EXERCISE DESCRIPTION: Starting at the line containing "Please tag the sand" and continuing through the final line, reproduce those lines with "pretty-printed" renamed to "neatly formatted" and nothing else altered.

Saved data entries
>>>>
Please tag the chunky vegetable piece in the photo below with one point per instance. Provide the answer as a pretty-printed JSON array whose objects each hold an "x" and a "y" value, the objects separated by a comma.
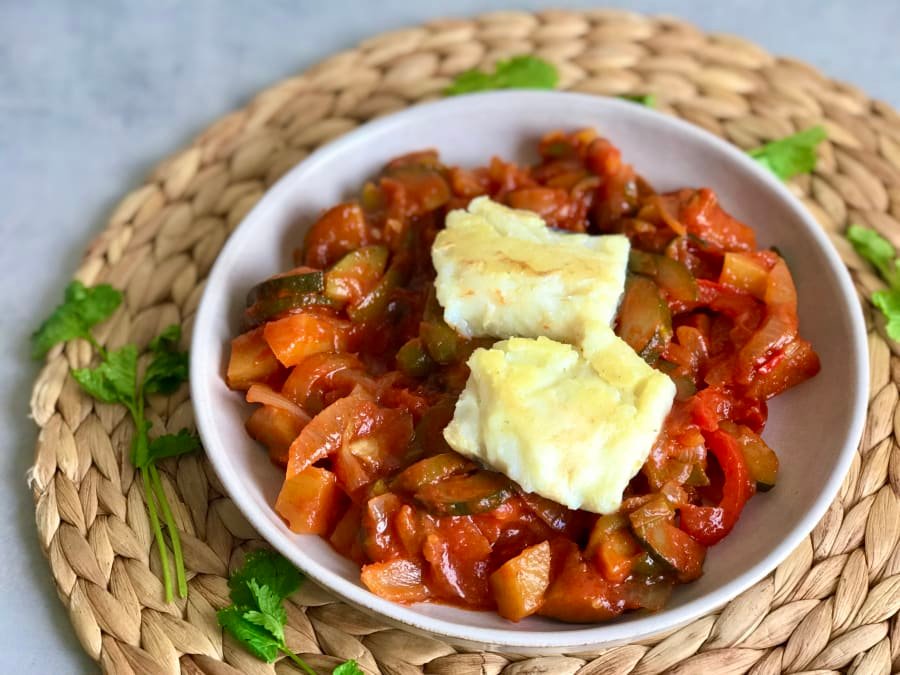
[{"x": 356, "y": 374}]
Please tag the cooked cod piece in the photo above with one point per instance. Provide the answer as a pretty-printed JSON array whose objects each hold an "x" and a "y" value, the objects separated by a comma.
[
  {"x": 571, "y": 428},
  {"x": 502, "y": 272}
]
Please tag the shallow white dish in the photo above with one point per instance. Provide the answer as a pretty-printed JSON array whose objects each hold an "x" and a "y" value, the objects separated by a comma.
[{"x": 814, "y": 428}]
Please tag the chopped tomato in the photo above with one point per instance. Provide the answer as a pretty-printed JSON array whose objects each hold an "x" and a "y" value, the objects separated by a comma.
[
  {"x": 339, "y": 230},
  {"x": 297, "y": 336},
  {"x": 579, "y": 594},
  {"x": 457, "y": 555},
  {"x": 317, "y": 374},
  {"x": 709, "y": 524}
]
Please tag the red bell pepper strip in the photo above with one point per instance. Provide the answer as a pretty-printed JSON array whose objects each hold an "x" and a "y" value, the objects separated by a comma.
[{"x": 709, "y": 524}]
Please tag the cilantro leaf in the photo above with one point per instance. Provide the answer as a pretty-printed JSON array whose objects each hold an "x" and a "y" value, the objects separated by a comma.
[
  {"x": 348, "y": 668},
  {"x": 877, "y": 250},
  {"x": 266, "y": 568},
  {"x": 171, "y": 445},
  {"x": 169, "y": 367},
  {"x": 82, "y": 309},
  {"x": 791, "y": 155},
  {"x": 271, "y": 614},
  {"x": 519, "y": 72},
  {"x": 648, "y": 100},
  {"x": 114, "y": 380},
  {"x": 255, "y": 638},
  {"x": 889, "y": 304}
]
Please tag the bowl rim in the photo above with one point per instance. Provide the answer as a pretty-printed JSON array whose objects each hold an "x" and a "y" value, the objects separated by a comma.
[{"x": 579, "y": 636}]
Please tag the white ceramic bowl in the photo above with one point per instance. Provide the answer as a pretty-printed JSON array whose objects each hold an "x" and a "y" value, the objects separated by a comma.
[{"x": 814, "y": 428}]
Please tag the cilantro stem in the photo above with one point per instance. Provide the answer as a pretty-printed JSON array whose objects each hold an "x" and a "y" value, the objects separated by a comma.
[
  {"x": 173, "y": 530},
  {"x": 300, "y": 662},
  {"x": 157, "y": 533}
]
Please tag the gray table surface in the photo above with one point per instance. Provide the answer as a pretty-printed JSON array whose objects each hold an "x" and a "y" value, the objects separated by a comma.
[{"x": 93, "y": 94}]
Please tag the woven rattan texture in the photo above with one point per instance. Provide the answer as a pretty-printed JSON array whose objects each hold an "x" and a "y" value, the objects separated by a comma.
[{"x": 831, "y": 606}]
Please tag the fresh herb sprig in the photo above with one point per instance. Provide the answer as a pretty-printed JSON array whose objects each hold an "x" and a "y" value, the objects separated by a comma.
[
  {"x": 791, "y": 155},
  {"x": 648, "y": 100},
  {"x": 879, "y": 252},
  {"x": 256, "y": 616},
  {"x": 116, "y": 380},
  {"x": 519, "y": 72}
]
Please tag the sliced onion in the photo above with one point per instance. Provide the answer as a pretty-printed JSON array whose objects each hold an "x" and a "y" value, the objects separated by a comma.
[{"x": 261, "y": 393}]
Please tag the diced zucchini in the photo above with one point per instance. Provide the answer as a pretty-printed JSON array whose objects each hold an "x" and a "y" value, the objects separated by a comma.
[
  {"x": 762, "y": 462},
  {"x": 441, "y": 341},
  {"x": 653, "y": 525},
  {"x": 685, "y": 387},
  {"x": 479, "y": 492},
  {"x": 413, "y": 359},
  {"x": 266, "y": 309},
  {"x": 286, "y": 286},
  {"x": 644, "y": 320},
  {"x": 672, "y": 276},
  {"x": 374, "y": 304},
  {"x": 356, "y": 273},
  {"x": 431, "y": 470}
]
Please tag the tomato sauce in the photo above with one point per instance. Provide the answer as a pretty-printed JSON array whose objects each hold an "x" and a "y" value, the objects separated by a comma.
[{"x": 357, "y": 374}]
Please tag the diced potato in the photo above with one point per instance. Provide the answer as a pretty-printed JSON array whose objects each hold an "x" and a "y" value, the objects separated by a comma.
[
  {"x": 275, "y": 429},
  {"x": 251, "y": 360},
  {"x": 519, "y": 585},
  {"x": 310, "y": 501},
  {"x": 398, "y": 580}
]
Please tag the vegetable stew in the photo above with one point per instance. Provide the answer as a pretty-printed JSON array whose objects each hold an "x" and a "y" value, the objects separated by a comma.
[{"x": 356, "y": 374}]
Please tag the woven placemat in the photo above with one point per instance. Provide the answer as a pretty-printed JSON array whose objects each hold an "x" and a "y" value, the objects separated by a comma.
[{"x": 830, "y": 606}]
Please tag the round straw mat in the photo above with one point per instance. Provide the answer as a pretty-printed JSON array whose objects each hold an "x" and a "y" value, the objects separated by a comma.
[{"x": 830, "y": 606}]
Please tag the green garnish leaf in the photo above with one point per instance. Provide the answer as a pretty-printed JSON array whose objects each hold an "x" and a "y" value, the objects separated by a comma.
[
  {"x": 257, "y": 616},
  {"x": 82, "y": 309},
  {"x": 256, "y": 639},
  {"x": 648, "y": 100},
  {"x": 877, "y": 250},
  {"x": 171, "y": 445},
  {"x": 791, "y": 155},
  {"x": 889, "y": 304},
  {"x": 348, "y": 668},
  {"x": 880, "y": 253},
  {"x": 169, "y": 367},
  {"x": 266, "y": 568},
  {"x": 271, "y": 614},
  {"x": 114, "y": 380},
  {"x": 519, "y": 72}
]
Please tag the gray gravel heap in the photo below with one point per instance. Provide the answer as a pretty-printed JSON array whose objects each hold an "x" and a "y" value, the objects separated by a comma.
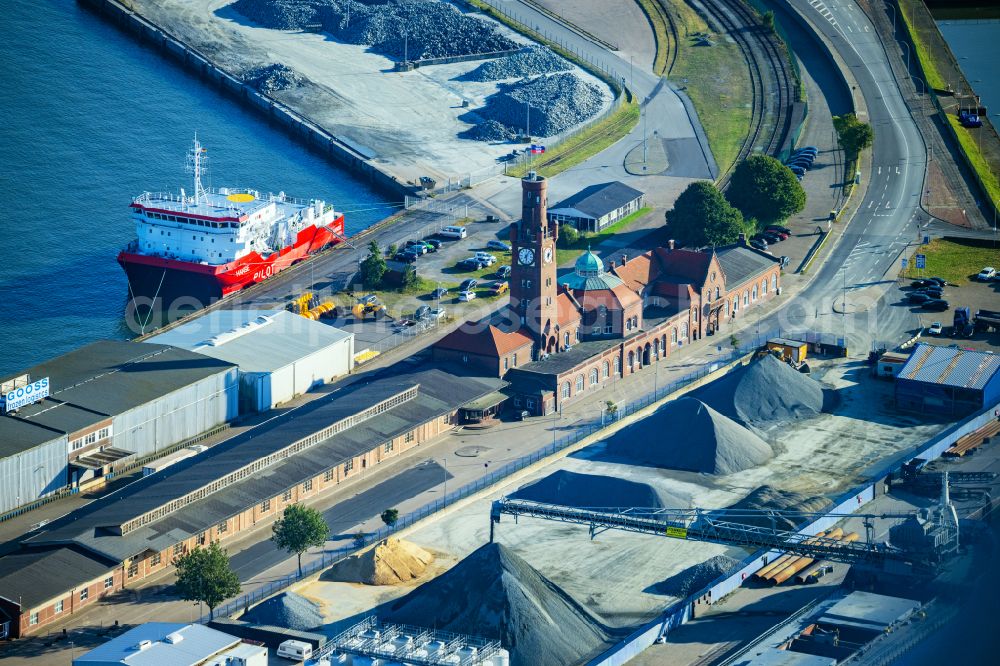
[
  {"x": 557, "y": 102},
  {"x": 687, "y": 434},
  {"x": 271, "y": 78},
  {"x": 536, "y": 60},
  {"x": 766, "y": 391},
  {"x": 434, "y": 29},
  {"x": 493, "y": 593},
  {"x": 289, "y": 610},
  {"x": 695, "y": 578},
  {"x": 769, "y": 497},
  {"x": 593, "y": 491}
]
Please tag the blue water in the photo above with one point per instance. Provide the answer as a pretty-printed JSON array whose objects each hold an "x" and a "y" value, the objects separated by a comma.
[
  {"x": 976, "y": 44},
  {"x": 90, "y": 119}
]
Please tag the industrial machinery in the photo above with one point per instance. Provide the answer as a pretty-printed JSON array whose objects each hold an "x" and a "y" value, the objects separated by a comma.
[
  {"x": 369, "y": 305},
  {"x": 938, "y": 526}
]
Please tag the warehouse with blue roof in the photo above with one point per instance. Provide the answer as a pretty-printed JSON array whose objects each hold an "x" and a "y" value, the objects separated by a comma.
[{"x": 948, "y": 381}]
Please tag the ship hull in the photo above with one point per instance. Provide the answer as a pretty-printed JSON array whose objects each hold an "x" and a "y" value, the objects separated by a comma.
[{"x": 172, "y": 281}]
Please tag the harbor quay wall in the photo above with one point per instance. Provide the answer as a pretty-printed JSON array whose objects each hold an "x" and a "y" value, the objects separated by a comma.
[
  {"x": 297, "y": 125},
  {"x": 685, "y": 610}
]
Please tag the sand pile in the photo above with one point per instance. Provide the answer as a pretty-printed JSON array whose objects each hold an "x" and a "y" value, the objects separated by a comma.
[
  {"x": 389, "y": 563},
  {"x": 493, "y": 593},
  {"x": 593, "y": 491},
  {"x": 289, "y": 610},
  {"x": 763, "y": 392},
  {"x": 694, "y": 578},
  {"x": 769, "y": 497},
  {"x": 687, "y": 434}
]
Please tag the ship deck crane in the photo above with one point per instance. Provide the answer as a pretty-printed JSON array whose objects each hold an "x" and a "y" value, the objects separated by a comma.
<<<<
REPLY TO THE TASK:
Please tag the sand pile in the photo above with one point per instance. Provide the answer as a neatly formatted JSON array whose objects each hold an "x" and a "y" value, the objects separated by a comma.
[
  {"x": 389, "y": 563},
  {"x": 493, "y": 593},
  {"x": 593, "y": 491},
  {"x": 289, "y": 610},
  {"x": 763, "y": 392},
  {"x": 694, "y": 578},
  {"x": 769, "y": 497},
  {"x": 687, "y": 434}
]
Please tag the ship deck crane in the photo above with one point per instance. Provide the answer as a neatly formatted JSON array whose objects each hold an "x" and a "y" value, the objects separated by a comma.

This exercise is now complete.